>> Begin

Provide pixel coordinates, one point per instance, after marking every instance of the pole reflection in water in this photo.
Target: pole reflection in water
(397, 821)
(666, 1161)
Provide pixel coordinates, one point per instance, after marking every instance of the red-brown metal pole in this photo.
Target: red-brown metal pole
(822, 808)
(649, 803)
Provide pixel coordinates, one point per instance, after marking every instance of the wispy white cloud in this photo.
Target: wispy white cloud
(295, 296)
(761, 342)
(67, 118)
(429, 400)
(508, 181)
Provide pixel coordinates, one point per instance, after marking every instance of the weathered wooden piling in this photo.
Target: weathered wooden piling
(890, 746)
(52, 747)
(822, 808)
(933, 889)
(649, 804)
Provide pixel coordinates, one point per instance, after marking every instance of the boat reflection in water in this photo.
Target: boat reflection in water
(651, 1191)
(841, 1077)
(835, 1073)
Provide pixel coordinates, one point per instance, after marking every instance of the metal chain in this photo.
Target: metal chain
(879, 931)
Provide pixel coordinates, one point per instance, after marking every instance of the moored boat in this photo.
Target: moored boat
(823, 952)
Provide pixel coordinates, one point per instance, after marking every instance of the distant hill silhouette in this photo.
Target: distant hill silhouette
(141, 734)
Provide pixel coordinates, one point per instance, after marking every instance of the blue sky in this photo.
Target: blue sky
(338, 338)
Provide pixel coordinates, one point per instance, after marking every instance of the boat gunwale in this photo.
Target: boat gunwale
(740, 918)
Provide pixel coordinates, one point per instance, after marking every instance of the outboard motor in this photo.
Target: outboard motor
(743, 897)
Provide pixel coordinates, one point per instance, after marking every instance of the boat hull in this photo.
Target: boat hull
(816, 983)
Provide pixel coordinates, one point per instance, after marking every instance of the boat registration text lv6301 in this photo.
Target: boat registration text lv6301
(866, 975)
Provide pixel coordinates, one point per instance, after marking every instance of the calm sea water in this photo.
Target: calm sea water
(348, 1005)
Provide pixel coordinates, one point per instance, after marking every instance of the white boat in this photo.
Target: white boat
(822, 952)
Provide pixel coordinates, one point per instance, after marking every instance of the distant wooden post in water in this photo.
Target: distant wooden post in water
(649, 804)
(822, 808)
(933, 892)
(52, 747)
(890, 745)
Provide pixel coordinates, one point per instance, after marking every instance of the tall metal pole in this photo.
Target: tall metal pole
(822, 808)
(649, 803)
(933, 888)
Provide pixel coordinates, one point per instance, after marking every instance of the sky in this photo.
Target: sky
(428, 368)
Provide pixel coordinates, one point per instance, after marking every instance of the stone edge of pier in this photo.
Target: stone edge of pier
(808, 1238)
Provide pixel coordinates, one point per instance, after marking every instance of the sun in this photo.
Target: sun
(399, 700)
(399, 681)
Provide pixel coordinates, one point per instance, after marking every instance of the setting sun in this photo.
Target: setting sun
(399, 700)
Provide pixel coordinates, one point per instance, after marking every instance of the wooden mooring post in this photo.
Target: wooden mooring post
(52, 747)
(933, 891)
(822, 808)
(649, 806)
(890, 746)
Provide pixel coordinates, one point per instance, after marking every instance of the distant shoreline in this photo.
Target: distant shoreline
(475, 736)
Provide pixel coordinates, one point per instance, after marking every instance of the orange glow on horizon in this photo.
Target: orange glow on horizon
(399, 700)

>> End

:: TASK TO COMPLETE ::
Rescale the part of the data that opens with the line containing "post in this photo." and closes with the end of the data, both ends included, by repeating every line, requests included, with each coordinate value multiplied by 0.25 and rounded to a whole number, halves rounding up. Give only those lines.

:: RESPONSE TO THIS TASK ::
Provide pixel coordinates, one point per instance, after marking every instance of the wooden mooring post in this photo.
Target: wooden mooring post
(13, 187)
(233, 223)
(206, 202)
(162, 202)
(223, 187)
Provide pixel coordinates, one point per instance, after marking every instance of the distant shoreline in this photo.
Target: distant shoreline
(119, 184)
Provide pixel coordinates, one point per instance, after marking every instance of the orange glow on horizon in this photo.
Target: orange glow on horizon
(100, 175)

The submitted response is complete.